## Ejercicio escrito 1
Responde a partir del texto sobre el terror colonial en Guatemala:
(a) ¿Qué dos autores rescata el artículo para su documentación?
(b) ¿De quiénes estaban integradas las milicias que ejercían el terror?
(c) ¿Qué horizonte de vida, según el texto, revelan ambas premisas como clave para la política de terror?
## Ejercicio escrito 2
Prosigue el texto sobre el terror colonial en Guatemala a partir de su última oración.

## Texto de la página
------------------------------------------------------------------------
Topografías de crueldad: Terror colonial y pueblos de indios
24 marzo, 2016
Juan Pablo Gómez
– Este artículo es parte de una investigación más amplia del registro y análisis que hace el pensamiento centroamericano de los usos del miedo en la historia de la región. Aquí me concentro en el caso de Guatemala y en el uso del miedo como estrategia política durante el régimen colonial. Para su documentación rescato los significativos aportes de Severo Martínez Peláez y Gustavo Palma.
Tanto en este artículo como en la investigación más general, el estudio del pensamiento centroamericano me permite elaborar los tres campos argumentativos de mi trabajo: 1) en la historia centroamericana, el miedo se ha utilizado como necropedagogía, esto es, estrategia disciplinaria y de enseñanza orientada a la administración de poblaciones y control de ciudadanías; 2) su uso responde al aseguramiento de órdenes políticos y económicos y, 3) sus efectos se manifiestan en la desestructuración corporal y psicosocial de las ciudadanías.
El régimen colonial fue una formación de terror fundacional en la historia centroamericana. En La Patria del criollo, Martínez Peláez afirma que la colonia fue ‘un régimen de terror para el indio’ (427). Producir miedo sobre la población indígena y tenerla permanentemente atemorizada, fue una manera de mantener sometida a una población mayoritaria. El régimen colonial utilizó el terror para producir y administrar el espacio predominantemente rural. En sus palabras, el terror era ejercido y sentido “en el apartado escenario de los pueblos” (Martínez 427) y, por tanto, en los cuerpos de quienes allí vivían. Importante es señalar que el terror no procedía de grandes ejércitos coloniales, sino de milicias integradas por civiles mayoritariamente criollos —a aunque es preciso decir que en las postrimerías de la colonia se formaron algunos batallones. Este dato es importante para aclarar que no se requieren estados con grandes ejércitos para practicar una cultura política del terror y recurrir al miedo como estrategia política, como ha sido el caso evidenciado en la historia reciente de los países centroamericanos.
Dos fueron las premisas sobre las cuales se estableció el terror colonial, a saber: 1) la existencia de “una población indígena aprisionada en un régimen económico que le cerraba toda posibilidad de superación”; 2) “darle a los indios únicamente aquellos elementos de cultura que fueran absolutamente indispensables para llevar adelante su explotación (Martínez Peláez 427). Ambas premisas nos informan de la sobrevivencia como horizonte de vida clave para el ejercicio de una política de terror. Los cálculos políticos estaban orientados a no permitir que la población contara con la posibilidad de tener una vida más allá de la sobrevivencia, por un lado, y por otro, a servirse económicamente de la población. Volveré sobre este punto más adelante.
------------------------------------------------------------------------
## Listado de datos

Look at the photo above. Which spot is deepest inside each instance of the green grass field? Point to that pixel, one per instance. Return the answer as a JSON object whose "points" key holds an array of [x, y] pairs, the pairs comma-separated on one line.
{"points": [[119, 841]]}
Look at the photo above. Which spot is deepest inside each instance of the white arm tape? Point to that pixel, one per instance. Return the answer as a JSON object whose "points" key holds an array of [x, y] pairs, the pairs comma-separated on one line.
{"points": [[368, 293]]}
------------------------------------------------------------------------
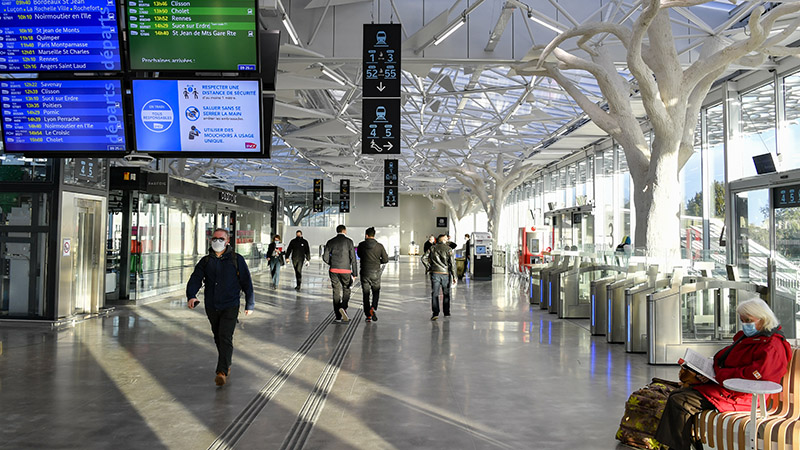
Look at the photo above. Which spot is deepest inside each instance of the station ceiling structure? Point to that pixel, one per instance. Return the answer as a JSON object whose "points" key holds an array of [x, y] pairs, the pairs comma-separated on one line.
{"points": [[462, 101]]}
------------------------------------------------------------------------
## Resultado 1
(a) Severo Martínez Peláez y Gustavo Palma.
(b) De civiles mayoritariamente criollos.
(c) La sobrevivencia.

## Resultado 2
A través de estas premisas, el terror colonial actuó de las tres formas siguientes: 1)“sofocando con rigor todas las manifestaciones de rebeldía individual”; 2) “manteniendo en un plano de autoridad local a una ‘nobleza’ indígena prehispánica—más dudosa conforme pasaba el tiempo—dándole oportunidad de extorsionar a la gente de su raza, y convirtiéndola de ese modo en vigilante directa o cómplice interesada en la opresión”. 3) “Y el tercer principio, que operaba asociado a los dos anteriores y que fue el más importante: una amplia y descarada tolerancia para los ultrajes al indio” (Martínez Peláez 428).
La ‘raza’ operó como un criterio diferenciador de las prácticas de terror. Estas prácticas funcionaban no solo en las relaciones entre criollos e indígenas, sino entre la propia población indígena. El lazo social se entabló, por tanto, en torno al menosprecio de la población indígena y su reducción a la base de la sociedad colonial. Como efecto, se creó un entramado de vigilancia del cual participó la misma población indígena. Tal y como dice Martínez Peláez, “constituirse en capataces de los indios era una manera de arrimarse a los criollos” (Martínez Peláez 428) y tratar de distinguirse de todos los adjetivos descalificativos que están desde estos años relacionados a la racialización de poblaciones.
Para Martínez Peláez, la necesidad de mantener en constante estado de miedo a las poblaciones indígenas era una estrategia de carácter político y de la cual se obtenían altos réditos económicos. El estado de miedo respondía a una inquietud característica de la política colonial: cuál es el modo más adecuado de gobernar a una población mayoritaria. La respuesta general que, a saber de Martínez Peláez, dio la sociedad colonial fue la del miedo como política pública dirigida a las poblaciones indígenas. El autor lo explica de la siguiente manera:
los constantes ultrajes, la crueldad excesiva con que se los castigaba por motivos fútiles, el trato humillante y ofensivo en todo momento, tenían su honda razón de ser en la gran desproporción numérica que había entre las minorías dominantes y la clase servil. Estas formas de trato respondían a la necesidad de tenerlo siempre atemorizado, de no dejarlo levantar la cabeza, de tenerlo convencido de que la menor rebeldía sería castigada en forma desmesurada, y de que el castigo podía venir no solo de la autoridad española o criolla, sino de muchas personas que gozaban de impunidad para golpearlo y que se sentían obligadas a vigilarlo. (Martínez Peláez 430)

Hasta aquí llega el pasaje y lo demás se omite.